**WORK REQUIRED**
Set out exactly, and with nothing added, the line containing "For each instance of the man's" and every line after it through the final line of the data.

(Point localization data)
================================
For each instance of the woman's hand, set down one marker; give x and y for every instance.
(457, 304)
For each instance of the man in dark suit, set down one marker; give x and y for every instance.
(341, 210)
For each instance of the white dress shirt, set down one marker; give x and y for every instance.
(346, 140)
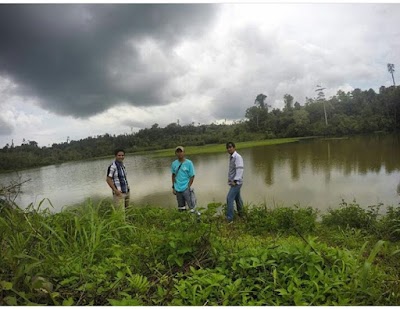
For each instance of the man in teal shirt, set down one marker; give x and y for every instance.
(183, 173)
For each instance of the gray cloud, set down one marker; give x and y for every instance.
(81, 59)
(5, 128)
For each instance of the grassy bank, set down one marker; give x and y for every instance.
(219, 148)
(93, 255)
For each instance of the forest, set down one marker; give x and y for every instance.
(346, 113)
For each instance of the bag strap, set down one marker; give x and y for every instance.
(178, 171)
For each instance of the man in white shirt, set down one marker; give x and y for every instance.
(235, 181)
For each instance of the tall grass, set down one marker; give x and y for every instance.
(96, 255)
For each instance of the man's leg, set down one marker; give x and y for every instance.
(239, 201)
(229, 203)
(181, 201)
(187, 197)
(127, 198)
(118, 201)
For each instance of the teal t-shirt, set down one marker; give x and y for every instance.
(184, 174)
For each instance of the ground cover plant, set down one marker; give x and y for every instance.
(95, 255)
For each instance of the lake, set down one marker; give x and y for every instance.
(314, 172)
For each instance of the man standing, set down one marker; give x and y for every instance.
(117, 180)
(183, 173)
(235, 181)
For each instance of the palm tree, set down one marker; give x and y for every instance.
(321, 97)
(260, 100)
(391, 70)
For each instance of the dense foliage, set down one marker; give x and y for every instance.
(93, 255)
(346, 113)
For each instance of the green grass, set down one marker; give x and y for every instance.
(219, 148)
(94, 255)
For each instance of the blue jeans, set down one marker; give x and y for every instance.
(184, 198)
(234, 195)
================================
**OUTPUT**
For each instance of the man's leg, set down one marker; give x and y for every instance.
(239, 201)
(229, 203)
(181, 201)
(187, 197)
(127, 198)
(118, 201)
For each instance of the teal t-shirt, set down one marker; give x and y for every instance.
(184, 174)
For each instance of the ground cover plant, set down one marker; give x and y for every instance.
(95, 255)
For each instance of the lake, set down one marker; give x and y for every instance.
(314, 172)
For each instance of the man standing, set down one marker; give x and y for every instance.
(117, 180)
(183, 173)
(235, 181)
For each instance of the palm tree, set down one marker; give x and y for every instance.
(321, 97)
(260, 100)
(391, 70)
For each instance of the dense foliage, set down one marker; give x and y for every instance.
(93, 255)
(346, 113)
For each instance of the green grass, set down one marker; give x and y for every instance.
(219, 148)
(94, 255)
For each instance of the blue jeans, set down one marker; give x and y for every instance.
(184, 198)
(234, 195)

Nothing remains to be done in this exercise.